DOCUMENT EXCERPT:
-=-=-

The model developed by Google is capable of computing 896 key points on the face. It offers 2 models, one using a typical approach and a newer one using attention mechanism. The inference using the typical model runs in 17.0ms per person, the model using attention runs in 98.0ms per person, on a M1 Mac using ailia SDK .

Image from https://pixabay.com/photos/person-human-male-face-man-view-829966/

BlazeHand

This is another model developed by Google to compute keypoints on a hand. The inference runs in 11.75ms on a M1 Mac using ailia SDK.

Image from https://pixabay.com/photos/stop-no-photo-no-photographing-hand-565609/

MediapipeHolistic

This model combines BlazePose, FaceMesh and BlazeHand to efficiently compute the face, mesh and body keypoints in a single pass.

Source: https://colab.research.google.com/drive/1uCuA6We9T5r0WljspEHWPHXCT_2bMKUy

Multiple detectors can be used using the --detector option.

$ python3 mediapipe_holistic.py --detector

Road Detection

The task consists in segmenting parts of the image that represent the road.

RoadSegmentationAdas

This model, developed by Intel, is able to detect the drivable area and lane with high accuracy even on Japanese roads. The inference runs in 43.5ms on a M1 Mac using ailia SDK.

Image from https://www.pexels.com/ja-jp/video/854669/

Anomaly Detection

Anomaly or product defect detection is based on learning from images of normal products and segmentation of defective areas.

-=-=-

SUPPLIED MATERIAL:

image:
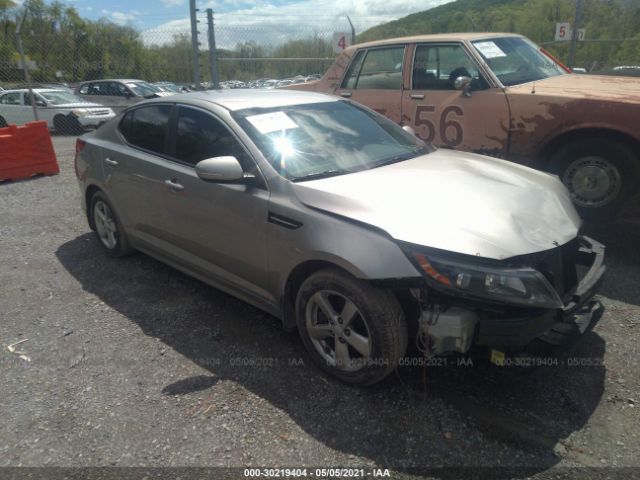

-=-=-

Copy the excerpt about face, hand, road, and anomaly detection models from above, word for word and in full.

The model developed by Google is capable of computing 896 key points on the face. It offers 2 models, one using a typical approach and a newer one using attention mechanism. The inference using the typical model runs in 17.0ms per person, the model using attention runs in 98.0ms per person, on a M1 Mac using ailia SDK .

Image from https://pixabay.com/photos/person-human-male-face-man-view-829966/

BlazeHand

This is another model developed by Google to compute keypoints on a hand. The inference runs in 11.75ms on a M1 Mac using ailia SDK.

Image from https://pixabay.com/photos/stop-no-photo-no-photographing-hand-565609/

MediapipeHolistic

This model combines BlazePose, FaceMesh and BlazeHand to efficiently compute the face, mesh and body keypoints in a single pass.

Source: https://colab.research.google.com/drive/1uCuA6We9T5r0WljspEHWPHXCT_2bMKUy

Multiple detectors can be used using the --detector option.

$ python3 mediapipe_holistic.py --detector

Road Detection

The task consists in segmenting parts of the image that represent the road.

RoadSegmentationAdas

This model, developed by Intel, is able to detect the drivable area and lane with high accuracy even on Japanese roads. The inference runs in 43.5ms on a M1 Mac using ailia SDK.

Image from https://www.pexels.com/ja-jp/video/854669/

Anomaly Detection

Anomaly or product defect detection is based on learning from images of normal products and segmentation of defective areas.